Passage given:
++++++++
Dai and colleagues added roughly 1% molecular oxygen to methane, hydrogen and argon during PECVD using an inductively coupled radio-frequency plasma source. The process grew densely-packed single-walled carbon nanotubes over 4 inch wafers of SiO2/Si coated with iron clusters about 1.3 nm in diameter. The iron clusters acted as a catalyst for the growth of the tubes.

"We uncovered that the key role played by oxygen in the high-yield single-walled nanotube growth is to remove reactive hydrogen radicals, and to provide a carbon-rich and hydrogen-deficient condition to favour the formation of sp2-like graphitic single-walled nanotube structures," said Dai. "Reactive hydrogen species are unfavourable to single-walled nanotube formation and growth and can etch pre-formed single-walled nanotubes, especially for small-diameter tubes."

The team also developed a lift-off technique so that they could create a coating of vertically aligned nanotubes on "any desirable substrate", including metals, plastics and glasses. After deposition, the researchers lifted off the array of vertical nanotubes by etching away the SiO2 layer with hydrofluoric acid. Free-floating the array on a water surface enabled its transfer to another surface coated with a 50 nm layer of PMMA for adhesion. Finally, a heat treatment at 190 °C melted the polymer layer and "glued" the new substrate to the ends of the nanotubes.
++++++++
Task A: From the passage on nanotube growth, list every gas that made up the mixture used during the PECVD process.
Task B: Reproduce the part of the passage on nanotube growth that opens with the words containing "Dai and colleagues" and closes with "of the tubes.".

Information given:
++++++++
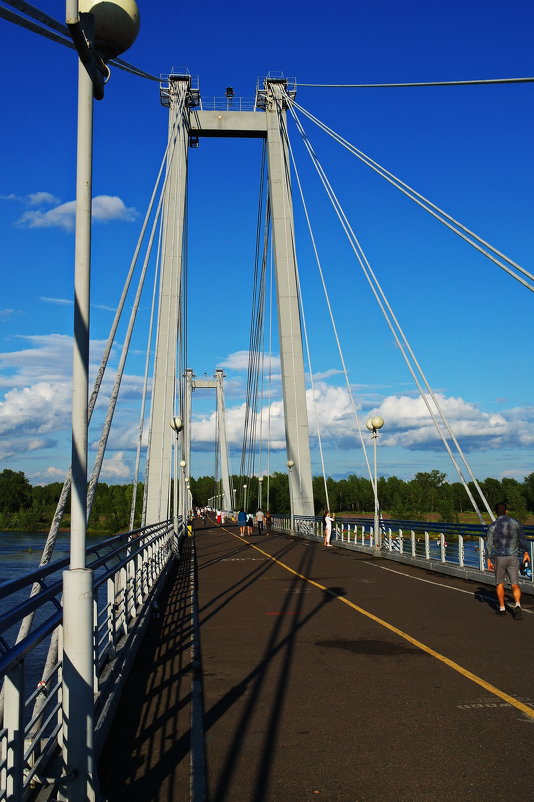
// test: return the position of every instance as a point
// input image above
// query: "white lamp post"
++++++++
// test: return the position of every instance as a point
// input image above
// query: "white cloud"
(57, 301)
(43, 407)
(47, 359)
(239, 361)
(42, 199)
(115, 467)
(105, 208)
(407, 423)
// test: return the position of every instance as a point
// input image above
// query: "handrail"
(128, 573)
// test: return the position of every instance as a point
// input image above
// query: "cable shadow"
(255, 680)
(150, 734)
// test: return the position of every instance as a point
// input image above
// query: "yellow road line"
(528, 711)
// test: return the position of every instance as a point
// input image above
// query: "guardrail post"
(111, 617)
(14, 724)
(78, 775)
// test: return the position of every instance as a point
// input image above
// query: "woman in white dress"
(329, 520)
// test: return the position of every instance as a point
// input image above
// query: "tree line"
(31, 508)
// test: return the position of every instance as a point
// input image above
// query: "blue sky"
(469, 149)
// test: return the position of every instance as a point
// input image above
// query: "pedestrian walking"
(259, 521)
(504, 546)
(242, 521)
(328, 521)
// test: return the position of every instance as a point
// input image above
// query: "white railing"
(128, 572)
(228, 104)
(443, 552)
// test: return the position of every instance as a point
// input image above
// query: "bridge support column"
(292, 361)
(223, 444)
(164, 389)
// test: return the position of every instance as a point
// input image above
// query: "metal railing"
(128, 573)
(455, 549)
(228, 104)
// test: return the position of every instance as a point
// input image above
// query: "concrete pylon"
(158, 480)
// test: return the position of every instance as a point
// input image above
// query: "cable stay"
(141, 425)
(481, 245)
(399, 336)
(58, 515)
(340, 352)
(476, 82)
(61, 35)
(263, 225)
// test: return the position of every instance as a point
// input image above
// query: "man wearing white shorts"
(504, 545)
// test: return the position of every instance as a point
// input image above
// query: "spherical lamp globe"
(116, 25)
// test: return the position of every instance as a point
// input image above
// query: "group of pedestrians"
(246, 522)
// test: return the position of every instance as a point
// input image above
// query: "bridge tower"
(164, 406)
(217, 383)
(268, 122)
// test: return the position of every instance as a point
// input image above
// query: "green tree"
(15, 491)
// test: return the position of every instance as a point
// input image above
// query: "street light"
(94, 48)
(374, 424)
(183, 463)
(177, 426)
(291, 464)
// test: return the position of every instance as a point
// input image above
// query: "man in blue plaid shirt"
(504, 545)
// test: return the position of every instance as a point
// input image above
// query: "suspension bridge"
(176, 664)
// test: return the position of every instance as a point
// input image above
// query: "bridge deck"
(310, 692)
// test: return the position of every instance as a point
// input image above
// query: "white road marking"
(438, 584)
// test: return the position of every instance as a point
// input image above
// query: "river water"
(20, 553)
++++++++
Reply A: Molecular oxygen, methane, hydrogen, argon

Reply B:
Dai and colleagues added roughly 1% molecular oxygen to methane, hydrogen and argon during PECVD using an inductively coupled radio-frequency plasma source. The process grew densely-packed single-walled carbon nanotubes over 4 inch wafers of SiO2/Si coated with iron clusters about 1.3 nm in diameter. The iron clusters acted as a catalyst for the growth of the tubes.